* TASK TO COMPLETE
Can you rewrite all of the records below with "presentation" replaced by "slideshow" and everything else left unchanged?

════════

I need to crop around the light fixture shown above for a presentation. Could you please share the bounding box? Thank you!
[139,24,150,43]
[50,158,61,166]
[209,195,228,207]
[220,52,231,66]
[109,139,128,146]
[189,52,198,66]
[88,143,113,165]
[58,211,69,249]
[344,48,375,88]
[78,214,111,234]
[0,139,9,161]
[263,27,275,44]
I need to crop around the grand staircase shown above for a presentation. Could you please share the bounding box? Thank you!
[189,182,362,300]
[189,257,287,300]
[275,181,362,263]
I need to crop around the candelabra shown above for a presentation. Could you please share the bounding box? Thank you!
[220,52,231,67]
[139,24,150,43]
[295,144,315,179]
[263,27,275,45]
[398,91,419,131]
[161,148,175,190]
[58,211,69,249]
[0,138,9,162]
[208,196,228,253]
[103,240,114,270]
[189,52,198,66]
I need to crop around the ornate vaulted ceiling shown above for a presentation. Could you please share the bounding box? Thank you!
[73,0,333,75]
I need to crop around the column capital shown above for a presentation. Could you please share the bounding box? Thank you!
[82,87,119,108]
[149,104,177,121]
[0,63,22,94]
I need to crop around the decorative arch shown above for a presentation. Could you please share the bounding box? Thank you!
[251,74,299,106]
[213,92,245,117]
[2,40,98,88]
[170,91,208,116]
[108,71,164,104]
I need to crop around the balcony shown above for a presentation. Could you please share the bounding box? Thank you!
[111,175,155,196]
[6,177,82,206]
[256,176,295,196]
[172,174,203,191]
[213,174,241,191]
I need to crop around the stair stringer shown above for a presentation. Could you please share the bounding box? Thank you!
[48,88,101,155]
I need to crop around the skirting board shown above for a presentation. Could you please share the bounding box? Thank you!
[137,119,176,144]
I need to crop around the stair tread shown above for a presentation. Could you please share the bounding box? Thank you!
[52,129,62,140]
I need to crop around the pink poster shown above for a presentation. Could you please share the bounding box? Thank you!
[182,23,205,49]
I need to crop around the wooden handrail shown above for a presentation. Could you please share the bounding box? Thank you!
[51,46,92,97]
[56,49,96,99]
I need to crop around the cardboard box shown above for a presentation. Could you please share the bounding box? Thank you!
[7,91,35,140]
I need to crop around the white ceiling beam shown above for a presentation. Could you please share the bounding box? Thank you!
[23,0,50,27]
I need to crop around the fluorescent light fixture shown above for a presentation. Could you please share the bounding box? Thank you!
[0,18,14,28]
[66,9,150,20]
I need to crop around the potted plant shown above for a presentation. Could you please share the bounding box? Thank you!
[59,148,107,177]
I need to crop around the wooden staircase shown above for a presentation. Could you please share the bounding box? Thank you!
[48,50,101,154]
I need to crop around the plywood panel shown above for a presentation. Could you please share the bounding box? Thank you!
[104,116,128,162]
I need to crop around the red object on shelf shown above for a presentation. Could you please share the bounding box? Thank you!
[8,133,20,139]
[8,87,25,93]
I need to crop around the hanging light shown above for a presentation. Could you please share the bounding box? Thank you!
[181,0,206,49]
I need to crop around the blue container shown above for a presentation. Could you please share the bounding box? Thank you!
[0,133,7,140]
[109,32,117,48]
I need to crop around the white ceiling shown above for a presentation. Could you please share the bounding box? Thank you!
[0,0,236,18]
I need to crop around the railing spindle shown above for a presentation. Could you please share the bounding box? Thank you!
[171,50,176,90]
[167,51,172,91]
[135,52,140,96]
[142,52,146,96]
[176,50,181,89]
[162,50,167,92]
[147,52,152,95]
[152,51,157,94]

════════

* RESULT FOR THIS TASK
I need to crop around the light fixture shown above for a slideshow. Could you please share the bounding box? Thank you!
[139,24,150,43]
[50,158,61,166]
[209,195,228,207]
[220,52,231,66]
[109,139,128,146]
[189,52,198,66]
[88,143,113,165]
[58,211,69,249]
[344,48,375,88]
[78,214,111,234]
[0,139,9,161]
[263,27,275,44]
I need to crop around the grand staircase shown above for a slideshow. Could you please share the bounding box? Thank you!
[189,182,362,300]
[189,257,287,300]
[275,181,362,263]
I need to crop around the candelabra shown above for a slideshow. Could you please share the bounding box? Thank you!
[220,52,231,67]
[139,24,150,43]
[295,144,315,179]
[263,27,275,45]
[398,91,419,131]
[161,148,175,190]
[58,211,69,249]
[0,138,9,162]
[208,196,228,253]
[103,240,114,270]
[189,52,198,66]
I need to crop around the ornate vaulted ceiling shown above for a slideshow. Could you please share the bounding box? Thank you!
[73,0,333,75]
I need to crop around the column capital shown above for a slideshow. Could you please share the bounding box? Thank you!
[82,87,119,108]
[149,104,177,121]
[0,63,22,94]
I need to crop around the decorative arch shown above for a slideshow. Could you please share the bounding box? Thank you!
[251,74,299,106]
[213,92,245,117]
[2,40,98,88]
[170,91,208,116]
[108,71,164,104]
I need to crop around the balcony shown above for a slideshow. Could you please share the bounding box? Thank you!
[111,175,155,196]
[6,177,82,206]
[256,176,295,196]
[172,174,203,191]
[213,174,241,191]
I need to crop around the stair stringer shown above for a slideshow. Could you please share the bounding box? Thank you!
[48,88,101,155]
I need to crop around the skirting board shown above for a slideshow. Could you please share the bounding box? Thank you!
[137,119,176,144]
I need to crop around the stair tread shown above for a slideshow. Could you please share the bounding box? Thank you!
[52,129,62,140]
I need to crop around the pink poster shown above for a slideshow. Could you please share the bounding box? Thank you!
[182,23,205,49]
I need to crop around the wooden handrail shown above for a slideshow. Could you please share the bounding box? Thank you!
[51,46,92,97]
[56,49,96,99]
I need to crop around the cardboard box shown above for a slideshow. Could you please share the bounding box? Thank you!
[7,91,35,140]
I need to crop around the white ceiling beam shown above for a slideshow. Could you please share the bounding box? Thank you!
[23,0,50,27]
I need to crop around the fluorescent light fixture shown above for a slideshow. Could you please share the bounding box? Thank you!
[0,18,14,28]
[66,9,150,20]
I need to crop around the potted plant shown above for a slideshow. Could you please share the bounding box? Thank you!
[59,148,107,177]
I need to crop around the wooden staircase shown above for a slideshow. Could you please share the bounding box? Thank you!
[48,50,101,154]
I need to crop around the plywood panel shown above for a slideshow. Could you please share the bounding box? Thank you!
[104,116,128,162]
I need to crop around the red object on shelf shown above for a slideshow. Could you please share the bounding box? Thank you!
[8,133,20,139]
[8,87,25,93]
I need to crop around the hanging light shown above for a slideshow. Could you please share the bounding box? Thank you!
[181,0,206,49]
I need to crop around the blue container shown above for a slideshow. Could you please share the bounding box? Thank you!
[0,133,7,140]
[109,32,117,48]
I need to crop around the white ceiling shown above for a slideshow. Could you please share the bounding box? Thank you!
[0,0,236,18]
I need to crop around the railing spindle shown above for a slideshow. Could you please share the bounding box? Thank you!
[171,50,176,90]
[167,51,172,91]
[135,52,140,96]
[142,52,146,96]
[176,50,181,89]
[162,50,167,92]
[147,52,152,95]
[152,51,157,94]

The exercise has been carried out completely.